** Study material follows **

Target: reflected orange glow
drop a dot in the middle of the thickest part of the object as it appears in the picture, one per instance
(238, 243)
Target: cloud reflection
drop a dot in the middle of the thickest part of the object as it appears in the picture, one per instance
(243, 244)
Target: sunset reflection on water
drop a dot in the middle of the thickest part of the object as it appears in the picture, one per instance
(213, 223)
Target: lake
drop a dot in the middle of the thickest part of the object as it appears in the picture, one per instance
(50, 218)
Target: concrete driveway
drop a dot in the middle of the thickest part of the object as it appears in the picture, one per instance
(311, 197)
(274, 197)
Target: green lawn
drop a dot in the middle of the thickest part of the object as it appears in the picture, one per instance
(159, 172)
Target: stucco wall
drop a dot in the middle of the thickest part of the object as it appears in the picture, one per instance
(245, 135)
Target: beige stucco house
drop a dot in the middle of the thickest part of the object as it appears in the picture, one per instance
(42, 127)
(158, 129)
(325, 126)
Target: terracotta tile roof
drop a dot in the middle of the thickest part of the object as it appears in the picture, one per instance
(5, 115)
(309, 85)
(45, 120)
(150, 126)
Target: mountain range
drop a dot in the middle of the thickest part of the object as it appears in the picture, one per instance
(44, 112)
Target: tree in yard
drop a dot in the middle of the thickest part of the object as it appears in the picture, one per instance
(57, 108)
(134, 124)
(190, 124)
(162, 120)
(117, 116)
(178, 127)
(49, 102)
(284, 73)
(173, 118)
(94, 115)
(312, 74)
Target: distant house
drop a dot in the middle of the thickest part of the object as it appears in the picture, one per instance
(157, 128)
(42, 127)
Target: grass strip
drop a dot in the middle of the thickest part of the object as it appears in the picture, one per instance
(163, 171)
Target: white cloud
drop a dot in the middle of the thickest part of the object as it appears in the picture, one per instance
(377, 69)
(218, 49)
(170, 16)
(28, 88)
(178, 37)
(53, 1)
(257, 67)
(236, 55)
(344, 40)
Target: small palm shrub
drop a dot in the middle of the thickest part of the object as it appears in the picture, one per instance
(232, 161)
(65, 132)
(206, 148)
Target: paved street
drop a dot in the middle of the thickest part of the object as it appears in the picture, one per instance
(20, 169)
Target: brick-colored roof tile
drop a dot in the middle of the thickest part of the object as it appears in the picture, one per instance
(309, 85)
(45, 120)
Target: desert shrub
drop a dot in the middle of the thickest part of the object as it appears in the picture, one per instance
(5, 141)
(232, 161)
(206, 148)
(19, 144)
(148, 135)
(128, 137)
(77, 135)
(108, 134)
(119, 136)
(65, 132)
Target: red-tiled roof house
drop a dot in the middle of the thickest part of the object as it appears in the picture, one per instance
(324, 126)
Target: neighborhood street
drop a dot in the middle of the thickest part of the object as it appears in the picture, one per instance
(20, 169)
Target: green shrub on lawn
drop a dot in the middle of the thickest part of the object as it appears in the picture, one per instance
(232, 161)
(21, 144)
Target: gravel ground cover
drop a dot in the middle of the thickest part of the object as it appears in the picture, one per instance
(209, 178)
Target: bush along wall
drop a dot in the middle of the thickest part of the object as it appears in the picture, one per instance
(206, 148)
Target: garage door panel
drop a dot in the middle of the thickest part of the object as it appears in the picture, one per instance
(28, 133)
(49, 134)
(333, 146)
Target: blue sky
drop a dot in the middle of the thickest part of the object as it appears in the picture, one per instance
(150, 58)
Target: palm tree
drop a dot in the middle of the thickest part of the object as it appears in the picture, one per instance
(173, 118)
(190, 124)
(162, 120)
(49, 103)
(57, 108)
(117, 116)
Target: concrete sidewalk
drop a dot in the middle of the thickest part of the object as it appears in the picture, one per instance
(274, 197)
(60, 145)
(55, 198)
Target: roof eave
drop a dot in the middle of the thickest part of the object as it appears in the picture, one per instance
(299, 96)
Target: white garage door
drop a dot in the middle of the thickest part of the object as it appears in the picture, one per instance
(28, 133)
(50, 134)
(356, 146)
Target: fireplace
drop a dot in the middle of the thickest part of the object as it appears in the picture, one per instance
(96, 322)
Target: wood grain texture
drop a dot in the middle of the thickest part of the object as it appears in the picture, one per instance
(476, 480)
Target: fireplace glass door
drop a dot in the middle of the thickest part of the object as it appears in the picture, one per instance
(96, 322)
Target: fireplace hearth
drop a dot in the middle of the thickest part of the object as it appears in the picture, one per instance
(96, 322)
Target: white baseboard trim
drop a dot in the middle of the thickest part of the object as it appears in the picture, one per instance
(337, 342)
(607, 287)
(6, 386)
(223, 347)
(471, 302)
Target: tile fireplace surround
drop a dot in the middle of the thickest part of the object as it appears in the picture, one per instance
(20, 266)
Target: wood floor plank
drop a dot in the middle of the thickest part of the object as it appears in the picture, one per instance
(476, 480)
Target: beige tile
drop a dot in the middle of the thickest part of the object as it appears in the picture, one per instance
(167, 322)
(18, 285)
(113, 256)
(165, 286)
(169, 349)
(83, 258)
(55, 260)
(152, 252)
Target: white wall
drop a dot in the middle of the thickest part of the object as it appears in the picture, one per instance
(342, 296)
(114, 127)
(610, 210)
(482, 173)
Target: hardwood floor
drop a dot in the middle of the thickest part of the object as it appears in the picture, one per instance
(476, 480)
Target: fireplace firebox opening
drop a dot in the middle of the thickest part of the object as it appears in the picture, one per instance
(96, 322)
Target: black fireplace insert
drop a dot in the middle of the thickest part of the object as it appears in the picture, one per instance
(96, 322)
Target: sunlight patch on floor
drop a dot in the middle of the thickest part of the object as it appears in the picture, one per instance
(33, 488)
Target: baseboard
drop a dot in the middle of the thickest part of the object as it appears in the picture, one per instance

** End of Study material **

*Exercise:* Return, from the data, each line where the string "shrub" occurs.

*Result of the task:*
Target: small palm shrub
Target: desert shrub
Target: green shrub on lawn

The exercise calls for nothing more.